• _Source_
- Origin: San Francisco, California
- Genres: Christian metal, death metal, extreme metal brutal death metal, grind metal deathgrind
- Years active: 2000-present
- Labels: Sound of the Dead, Tarantula, Bombworks, Battlefrost
- Members: Jeff Lenormand
- Past members: Shannon Frye Paul Pontikoff Berto Salas John Gotelli
- Website: Tortured Conscience on Facebook

= Tortured Conscience =

American Christian extreme metal band

Tortured Conscience is a Christian extreme metal band from San Francisco, California.

==History==
Tortured Conscience formed in 2000 with just two members: Jeff Lenormand on guitars and bass, and Shannon Frye on drums and vocals. In 2001, the band released their first demo, Faces of God. The demo was re-released in 2002 through The Collection Vol. 1: Tools of the Trade, a split release with Royal Anguish and Soul of the Savior.

• _Given material_
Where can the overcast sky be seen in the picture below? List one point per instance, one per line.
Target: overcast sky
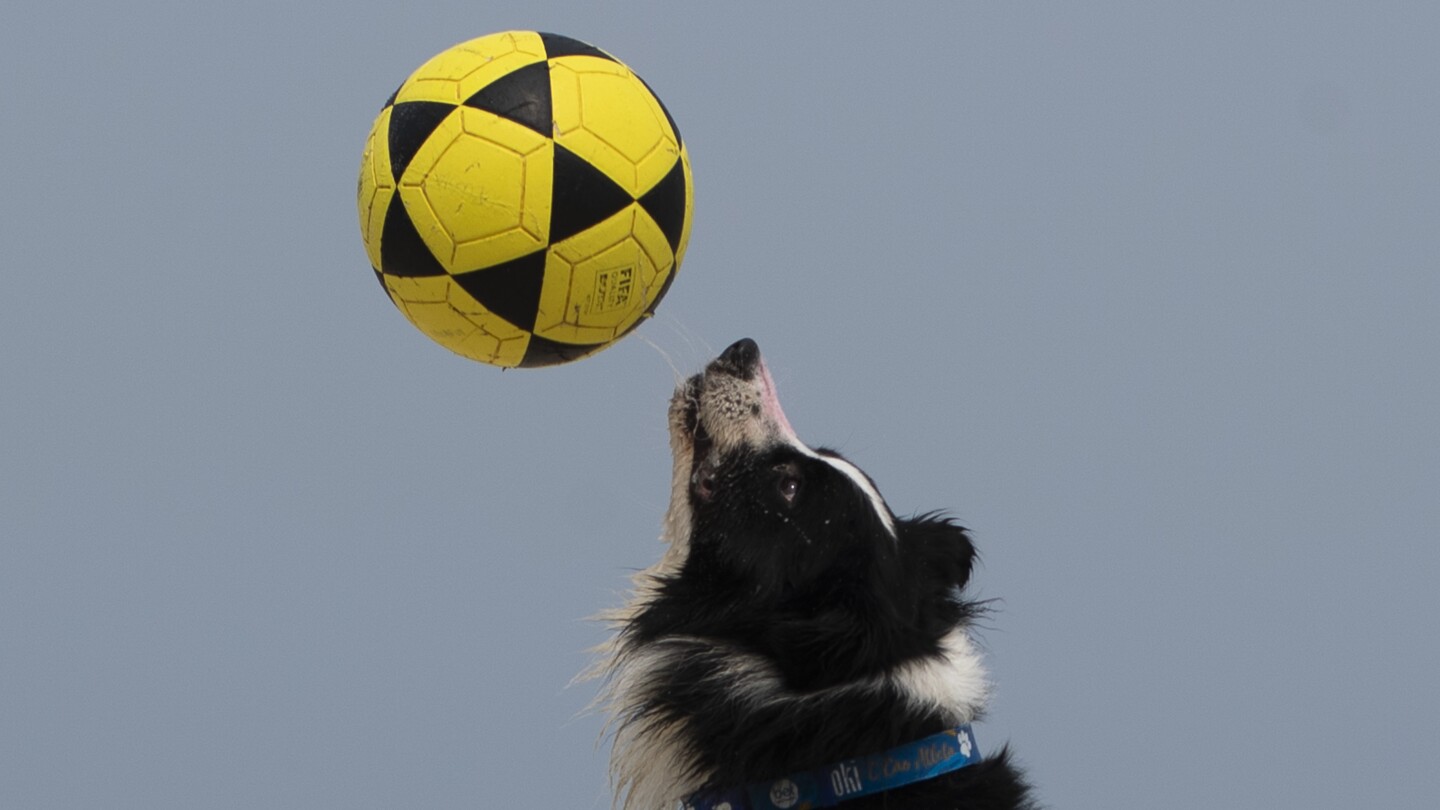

• _Instruction_
Reproduce the passage of the Tortured Conscience band profile from "- Origin: San" to "San Francisco, California.".

• _The solution_
- Origin: San Francisco, California
- Genres: Christian metal, death metal, extreme metal brutal death metal, grind metal deathgrind
- Years active: 2000-present
- Labels: Sound of the Dead, Tarantula, Bombworks, Battlefrost
- Members: Jeff Lenormand
- Past members: Shannon Frye Paul Pontikoff Berto Salas John Gotelli
- Website: Tortured Conscience on Facebook

= Tortured Conscience =

American Christian extreme metal band

Tortured Conscience is a Christian extreme metal band from San Francisco, California.